→ **Direction**
Return each of the rows below word for word, leaving out none of them and changing nothing.

(Pointing dataset rows)
--- BEGIN ---

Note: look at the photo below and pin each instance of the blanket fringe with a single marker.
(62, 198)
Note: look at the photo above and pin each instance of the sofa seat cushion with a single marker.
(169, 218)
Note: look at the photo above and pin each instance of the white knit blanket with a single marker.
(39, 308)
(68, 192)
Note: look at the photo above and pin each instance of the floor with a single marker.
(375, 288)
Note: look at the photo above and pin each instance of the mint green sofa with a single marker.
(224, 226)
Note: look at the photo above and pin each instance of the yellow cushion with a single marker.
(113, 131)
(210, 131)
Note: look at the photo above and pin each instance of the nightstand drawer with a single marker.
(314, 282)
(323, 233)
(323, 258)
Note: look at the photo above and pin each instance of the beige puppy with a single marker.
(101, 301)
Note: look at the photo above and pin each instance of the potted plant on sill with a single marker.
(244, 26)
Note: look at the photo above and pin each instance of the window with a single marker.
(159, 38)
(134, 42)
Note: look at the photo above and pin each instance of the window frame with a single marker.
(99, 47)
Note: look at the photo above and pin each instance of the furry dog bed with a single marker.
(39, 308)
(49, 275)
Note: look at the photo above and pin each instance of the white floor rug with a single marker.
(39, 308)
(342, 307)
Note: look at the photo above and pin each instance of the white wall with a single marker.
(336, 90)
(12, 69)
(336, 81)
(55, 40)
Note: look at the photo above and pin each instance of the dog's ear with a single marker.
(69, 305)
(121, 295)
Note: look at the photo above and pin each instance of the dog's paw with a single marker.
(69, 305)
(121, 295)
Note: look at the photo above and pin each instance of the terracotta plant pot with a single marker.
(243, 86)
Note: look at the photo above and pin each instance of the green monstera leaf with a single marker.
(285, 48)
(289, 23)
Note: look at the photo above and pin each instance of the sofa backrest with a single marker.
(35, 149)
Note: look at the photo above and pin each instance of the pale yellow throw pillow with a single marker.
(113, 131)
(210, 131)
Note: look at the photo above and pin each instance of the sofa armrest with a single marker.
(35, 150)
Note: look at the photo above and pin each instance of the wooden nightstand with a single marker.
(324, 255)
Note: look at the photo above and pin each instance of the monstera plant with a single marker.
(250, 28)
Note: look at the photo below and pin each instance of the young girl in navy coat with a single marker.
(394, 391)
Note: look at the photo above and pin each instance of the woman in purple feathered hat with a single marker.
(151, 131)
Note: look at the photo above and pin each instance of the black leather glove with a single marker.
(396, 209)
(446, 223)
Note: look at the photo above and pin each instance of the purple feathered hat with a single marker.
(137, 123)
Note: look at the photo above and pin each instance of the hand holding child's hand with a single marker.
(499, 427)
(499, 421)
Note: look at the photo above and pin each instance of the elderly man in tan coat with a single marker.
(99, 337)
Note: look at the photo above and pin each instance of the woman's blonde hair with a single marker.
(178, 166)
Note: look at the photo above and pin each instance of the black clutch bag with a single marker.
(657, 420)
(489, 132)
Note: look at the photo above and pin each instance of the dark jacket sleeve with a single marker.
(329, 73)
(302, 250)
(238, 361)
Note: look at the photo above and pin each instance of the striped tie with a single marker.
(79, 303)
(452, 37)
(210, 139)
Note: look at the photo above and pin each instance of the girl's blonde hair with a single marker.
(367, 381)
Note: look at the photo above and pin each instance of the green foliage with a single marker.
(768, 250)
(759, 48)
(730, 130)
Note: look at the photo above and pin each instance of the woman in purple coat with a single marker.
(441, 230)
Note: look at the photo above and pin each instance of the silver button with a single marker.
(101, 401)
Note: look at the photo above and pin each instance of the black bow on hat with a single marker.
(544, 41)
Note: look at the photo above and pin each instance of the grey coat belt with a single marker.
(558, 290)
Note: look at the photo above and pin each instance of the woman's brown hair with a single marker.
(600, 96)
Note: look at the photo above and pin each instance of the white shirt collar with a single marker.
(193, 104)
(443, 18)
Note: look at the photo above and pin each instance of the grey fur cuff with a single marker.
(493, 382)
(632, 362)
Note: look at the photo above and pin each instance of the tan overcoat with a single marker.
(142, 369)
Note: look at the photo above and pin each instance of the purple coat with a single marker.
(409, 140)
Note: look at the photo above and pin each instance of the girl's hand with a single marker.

--- END ---

→ **Result of the task**
Note: look at the photo below and pin each instance of the blanket fringe with a single marker.
(62, 198)
Note: look at the photo above and pin each instance of the sofa seat cushion with a single marker.
(169, 218)
Note: look at the photo above and pin each instance of the white knit blanket with a single marker.
(39, 308)
(68, 192)
Note: look at the photo above and pin each instance of the floor with a single marker.
(375, 288)
Note: look at the photo above and pin each instance of the mint green sofa with a single marker.
(224, 226)
Note: look at the photo above and pin each instance of the yellow cushion with a single marker.
(113, 131)
(210, 131)
Note: look at the photo above and pin each instance of the nightstand drawer with a single marker.
(314, 282)
(323, 233)
(323, 258)
Note: look at the photo above and pin each instance of the beige puppy with a single marker.
(101, 301)
Note: look at the photo above and pin each instance of the potted plant on sill with a single marker.
(244, 26)
Note: look at the photo above and pin each instance of the window with a single marker.
(159, 38)
(134, 42)
Note: look at the photo above and pin each instance of the window frame with a single marker.
(99, 47)
Note: look at the photo above and pin each instance of the furry dog bed with a single marker.
(39, 308)
(49, 275)
Note: look at the photo above and pin each instance of the white floor rug with a single marker.
(39, 308)
(342, 307)
Note: look at the photo above and pin each instance of the white wall with a single marker.
(336, 90)
(12, 69)
(336, 81)
(55, 40)
Note: look at the photo above and pin each instance of the dog's ear with a single marker.
(69, 305)
(121, 295)
Note: look at the photo above and pin each instance of the dog's paw with a single marker.
(69, 305)
(121, 295)
Note: look at the photo above and pin each instance of the terracotta plant pot with a single marker.
(243, 86)
Note: look at the photo above and pin each instance of the green monstera leaf with a single marker.
(285, 48)
(289, 23)
Note: look at the photo above and pin each instance of the sofa backrest with a single marker.
(35, 149)
Note: look at the photo above and pin each instance of the pale yellow throw pillow with a single marker.
(113, 131)
(210, 131)
Note: look at the photo above and pin each instance of the sofa armrest with a single marker.
(35, 150)
Note: look at the photo above and pin each instance of the wooden nightstand with a single marker.
(324, 255)
Note: look at the photo above and pin each instance of the monstera plant with a single marker.
(250, 28)
Note: look at the photo below and pin each instance of the young girl in navy coat with a single marker.
(394, 391)
Note: look at the photo above and pin each instance of the woman in purple feathered hat with a single marker.
(151, 131)
Note: look at the photo above and pin each instance of the black leather glove with a single marker.
(396, 209)
(446, 223)
Note: look at the photo above and pin each instance of the purple feathered hat with a single marker.
(137, 123)
Note: look at the photo above and pin each instance of the hand holding child's hand with a single marker.
(499, 427)
(499, 421)
Note: look at the photo above and pin each instance of the elderly man in tan coat with a single marker.
(99, 337)
Note: look at the photo above and pin each instance of the woman's blonde hair with a single marker.
(178, 166)
Note: look at the photo above and pin each instance of the black clutch bag with a single marker.
(657, 420)
(489, 132)
Note: look at the photo above and pin each instance of the dark jacket sleeve with a single marker.
(329, 73)
(302, 250)
(238, 361)
Note: look at the photo above and pin each instance of the striped tie with a single marker.
(79, 303)
(452, 37)
(210, 139)
Note: look at the photo above and pin each instance of the girl's blonde hair with a single marker.
(367, 381)
Note: look at the photo above and pin each instance of the green foliage with a single marker.
(768, 250)
(759, 48)
(730, 130)
Note: look at the photo above and pin each instance of the woman in purple coat with a single marker.
(441, 230)
Note: look at the photo above and pin each instance of the silver button with a single marker.
(101, 401)
Note: look at the photo above and pin each instance of the black bow on hat with a single marker.
(544, 41)
Note: look at the photo above and pin each instance of the grey coat belt with a single marker.
(558, 290)
Note: look at the photo above and pin each instance of the woman's brown hair with a single marker.
(600, 96)
Note: look at the photo above and pin each instance of the white shirt collar with a single marker.
(193, 104)
(443, 18)
Note: look at the photo above and pin each instance of the grey fur cuff with a single marker.
(493, 382)
(632, 362)
Note: look at the photo above and pin each instance of the tan overcoat with a single marker.
(142, 369)
Note: look at the photo above and pin each instance of the purple coat with a single marker.
(409, 140)
Note: look at the photo above and pin each instance of the girl's hand with a single marker.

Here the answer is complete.